— BEGIN Entries —

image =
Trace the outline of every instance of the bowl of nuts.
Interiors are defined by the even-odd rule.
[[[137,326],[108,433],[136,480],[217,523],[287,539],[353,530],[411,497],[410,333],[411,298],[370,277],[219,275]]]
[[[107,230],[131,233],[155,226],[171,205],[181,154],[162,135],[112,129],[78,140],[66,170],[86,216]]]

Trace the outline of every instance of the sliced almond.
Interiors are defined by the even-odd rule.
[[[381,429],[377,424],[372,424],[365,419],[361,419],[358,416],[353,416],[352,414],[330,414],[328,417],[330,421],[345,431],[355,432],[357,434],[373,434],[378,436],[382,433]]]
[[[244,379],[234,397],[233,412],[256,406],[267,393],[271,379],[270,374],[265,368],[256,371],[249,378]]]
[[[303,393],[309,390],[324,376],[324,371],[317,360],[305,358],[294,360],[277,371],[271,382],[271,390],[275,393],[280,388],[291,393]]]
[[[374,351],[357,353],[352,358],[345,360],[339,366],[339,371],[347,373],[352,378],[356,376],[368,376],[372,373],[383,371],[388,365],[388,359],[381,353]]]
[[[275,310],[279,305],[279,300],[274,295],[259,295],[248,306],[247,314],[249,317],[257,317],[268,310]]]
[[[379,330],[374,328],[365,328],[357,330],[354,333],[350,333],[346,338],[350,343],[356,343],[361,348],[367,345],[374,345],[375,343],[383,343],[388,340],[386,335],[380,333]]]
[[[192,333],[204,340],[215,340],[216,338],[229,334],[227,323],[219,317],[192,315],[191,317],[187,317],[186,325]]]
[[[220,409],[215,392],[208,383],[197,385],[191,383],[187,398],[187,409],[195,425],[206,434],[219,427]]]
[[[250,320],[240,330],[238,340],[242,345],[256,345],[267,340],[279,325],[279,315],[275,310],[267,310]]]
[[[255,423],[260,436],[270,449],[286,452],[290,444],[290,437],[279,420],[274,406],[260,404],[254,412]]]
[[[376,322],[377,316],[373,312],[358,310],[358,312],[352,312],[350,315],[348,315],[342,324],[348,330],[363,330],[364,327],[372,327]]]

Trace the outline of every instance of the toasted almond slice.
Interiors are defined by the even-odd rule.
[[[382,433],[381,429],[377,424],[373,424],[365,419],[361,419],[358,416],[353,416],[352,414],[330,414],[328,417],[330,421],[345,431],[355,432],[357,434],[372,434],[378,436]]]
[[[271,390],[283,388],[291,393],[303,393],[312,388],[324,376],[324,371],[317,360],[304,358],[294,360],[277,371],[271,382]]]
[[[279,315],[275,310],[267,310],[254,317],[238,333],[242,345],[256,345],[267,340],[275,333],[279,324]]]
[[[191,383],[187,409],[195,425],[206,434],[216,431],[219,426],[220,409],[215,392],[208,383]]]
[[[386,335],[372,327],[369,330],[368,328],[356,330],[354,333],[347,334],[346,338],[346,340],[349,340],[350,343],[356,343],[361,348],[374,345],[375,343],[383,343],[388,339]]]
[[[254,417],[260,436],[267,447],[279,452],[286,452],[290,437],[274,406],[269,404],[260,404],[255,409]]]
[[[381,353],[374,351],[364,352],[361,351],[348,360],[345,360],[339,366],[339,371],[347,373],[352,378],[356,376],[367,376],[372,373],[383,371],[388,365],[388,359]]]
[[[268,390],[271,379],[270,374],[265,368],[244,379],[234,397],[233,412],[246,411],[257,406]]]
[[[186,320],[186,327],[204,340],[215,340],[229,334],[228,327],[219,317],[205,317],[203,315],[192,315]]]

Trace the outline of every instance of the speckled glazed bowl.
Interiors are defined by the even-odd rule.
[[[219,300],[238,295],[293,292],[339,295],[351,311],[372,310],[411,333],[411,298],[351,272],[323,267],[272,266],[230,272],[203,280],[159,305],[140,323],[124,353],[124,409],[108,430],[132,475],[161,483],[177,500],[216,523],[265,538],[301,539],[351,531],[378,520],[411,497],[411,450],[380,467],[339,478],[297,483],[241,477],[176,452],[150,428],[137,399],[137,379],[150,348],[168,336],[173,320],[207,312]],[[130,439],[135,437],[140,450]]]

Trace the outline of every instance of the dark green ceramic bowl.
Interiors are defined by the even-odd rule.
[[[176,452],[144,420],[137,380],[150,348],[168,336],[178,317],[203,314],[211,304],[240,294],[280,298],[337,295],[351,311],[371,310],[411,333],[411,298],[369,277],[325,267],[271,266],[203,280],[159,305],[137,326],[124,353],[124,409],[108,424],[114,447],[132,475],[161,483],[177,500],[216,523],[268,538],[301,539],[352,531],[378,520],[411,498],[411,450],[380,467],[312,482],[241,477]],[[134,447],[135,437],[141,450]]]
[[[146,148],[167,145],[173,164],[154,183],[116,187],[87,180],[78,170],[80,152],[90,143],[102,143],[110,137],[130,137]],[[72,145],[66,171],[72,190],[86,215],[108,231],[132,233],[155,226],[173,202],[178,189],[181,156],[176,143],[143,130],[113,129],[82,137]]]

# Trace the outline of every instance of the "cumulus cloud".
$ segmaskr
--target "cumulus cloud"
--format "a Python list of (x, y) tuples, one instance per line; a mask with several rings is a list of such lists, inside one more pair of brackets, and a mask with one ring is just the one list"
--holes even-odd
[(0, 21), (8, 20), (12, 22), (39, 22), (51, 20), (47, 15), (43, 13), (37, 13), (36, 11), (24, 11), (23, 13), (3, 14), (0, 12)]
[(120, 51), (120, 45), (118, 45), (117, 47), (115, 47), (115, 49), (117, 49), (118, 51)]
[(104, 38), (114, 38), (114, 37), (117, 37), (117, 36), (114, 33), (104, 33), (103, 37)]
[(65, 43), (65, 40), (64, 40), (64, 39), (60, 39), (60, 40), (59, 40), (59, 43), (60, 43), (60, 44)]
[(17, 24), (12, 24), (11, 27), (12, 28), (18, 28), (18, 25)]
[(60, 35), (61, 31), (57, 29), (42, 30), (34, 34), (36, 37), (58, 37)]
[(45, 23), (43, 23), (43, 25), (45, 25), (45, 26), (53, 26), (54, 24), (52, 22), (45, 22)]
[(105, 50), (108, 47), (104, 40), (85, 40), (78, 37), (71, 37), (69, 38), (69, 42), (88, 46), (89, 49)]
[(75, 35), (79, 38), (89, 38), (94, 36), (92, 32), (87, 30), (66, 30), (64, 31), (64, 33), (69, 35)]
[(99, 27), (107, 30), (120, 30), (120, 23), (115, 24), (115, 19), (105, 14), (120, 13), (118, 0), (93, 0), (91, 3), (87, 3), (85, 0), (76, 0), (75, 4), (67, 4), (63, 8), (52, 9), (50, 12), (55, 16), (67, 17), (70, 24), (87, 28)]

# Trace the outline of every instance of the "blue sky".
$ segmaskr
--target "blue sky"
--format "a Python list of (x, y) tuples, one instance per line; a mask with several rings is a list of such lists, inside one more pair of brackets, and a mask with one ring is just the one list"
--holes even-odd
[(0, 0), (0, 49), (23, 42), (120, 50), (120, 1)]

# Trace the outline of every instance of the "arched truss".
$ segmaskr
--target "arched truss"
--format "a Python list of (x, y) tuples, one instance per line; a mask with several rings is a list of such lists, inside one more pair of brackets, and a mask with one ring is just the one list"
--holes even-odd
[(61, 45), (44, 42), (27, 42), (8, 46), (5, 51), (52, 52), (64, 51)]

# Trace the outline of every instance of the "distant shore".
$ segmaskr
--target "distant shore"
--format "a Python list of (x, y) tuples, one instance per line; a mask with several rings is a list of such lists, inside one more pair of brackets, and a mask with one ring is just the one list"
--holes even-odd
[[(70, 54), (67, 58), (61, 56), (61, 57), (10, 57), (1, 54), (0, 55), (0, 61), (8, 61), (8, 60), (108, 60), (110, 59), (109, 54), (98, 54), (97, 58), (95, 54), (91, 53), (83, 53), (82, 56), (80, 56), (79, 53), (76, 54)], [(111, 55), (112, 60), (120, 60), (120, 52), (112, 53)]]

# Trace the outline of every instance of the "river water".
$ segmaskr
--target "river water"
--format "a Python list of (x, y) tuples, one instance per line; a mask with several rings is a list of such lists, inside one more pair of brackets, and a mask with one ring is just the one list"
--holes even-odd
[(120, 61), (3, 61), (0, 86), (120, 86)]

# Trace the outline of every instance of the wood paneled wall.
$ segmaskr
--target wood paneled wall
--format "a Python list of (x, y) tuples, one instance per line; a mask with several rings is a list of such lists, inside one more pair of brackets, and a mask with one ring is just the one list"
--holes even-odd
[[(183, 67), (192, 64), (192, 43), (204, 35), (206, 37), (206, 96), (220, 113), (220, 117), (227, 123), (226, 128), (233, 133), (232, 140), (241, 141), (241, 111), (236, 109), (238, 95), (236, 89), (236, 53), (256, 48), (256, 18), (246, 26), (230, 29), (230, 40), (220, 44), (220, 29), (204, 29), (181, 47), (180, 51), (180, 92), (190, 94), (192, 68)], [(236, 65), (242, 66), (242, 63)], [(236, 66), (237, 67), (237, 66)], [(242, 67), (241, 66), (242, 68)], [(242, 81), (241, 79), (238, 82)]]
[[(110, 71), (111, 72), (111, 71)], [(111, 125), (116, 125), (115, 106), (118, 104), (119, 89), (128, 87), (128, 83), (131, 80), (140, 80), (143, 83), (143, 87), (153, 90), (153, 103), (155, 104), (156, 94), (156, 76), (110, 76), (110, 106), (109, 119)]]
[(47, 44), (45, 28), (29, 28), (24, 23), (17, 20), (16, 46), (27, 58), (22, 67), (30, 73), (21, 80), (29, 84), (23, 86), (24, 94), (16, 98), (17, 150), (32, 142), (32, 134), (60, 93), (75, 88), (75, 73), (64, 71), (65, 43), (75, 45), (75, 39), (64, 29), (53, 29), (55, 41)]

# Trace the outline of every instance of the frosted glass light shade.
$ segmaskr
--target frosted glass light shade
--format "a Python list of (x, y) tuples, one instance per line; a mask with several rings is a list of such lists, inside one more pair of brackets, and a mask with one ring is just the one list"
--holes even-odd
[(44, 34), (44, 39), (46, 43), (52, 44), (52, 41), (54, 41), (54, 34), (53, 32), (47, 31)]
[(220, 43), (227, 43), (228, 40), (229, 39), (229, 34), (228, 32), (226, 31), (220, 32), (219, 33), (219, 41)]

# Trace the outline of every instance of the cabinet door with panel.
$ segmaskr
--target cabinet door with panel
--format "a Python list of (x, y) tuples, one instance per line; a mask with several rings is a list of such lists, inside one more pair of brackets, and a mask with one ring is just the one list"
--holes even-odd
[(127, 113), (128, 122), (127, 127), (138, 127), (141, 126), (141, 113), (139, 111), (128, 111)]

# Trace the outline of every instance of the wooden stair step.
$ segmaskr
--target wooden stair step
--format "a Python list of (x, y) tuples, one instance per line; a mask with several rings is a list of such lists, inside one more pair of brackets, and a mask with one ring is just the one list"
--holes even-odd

— END Entries —

Work to do
Begin with the line that contains "# Trace the outline of every instance of the cabinet" and quote each line after it exactly, stopping after the last line of the data.

Finished exercise
# Trace the outline of every instance of the cabinet door with panel.
$ segmaskr
--target cabinet door with panel
--format "a Python list of (x, y) tuples, one instance per line; a mask with several rings is a list of such lists, inside one more pair of brackets, and a mask with one ring is just the one list"
--holes even-odd
[(127, 113), (128, 122), (127, 127), (138, 127), (141, 126), (141, 113), (139, 111), (128, 111)]

# Trace the outline of every instance of the wooden stair step.
$ segmaskr
--target wooden stair step
--format "a Python list of (x, y) tuples, one instance per line; a mask with several rings is a list of such lists, inside one more pair of brackets, and a mask with one ring is just the one list"
--holes even-odd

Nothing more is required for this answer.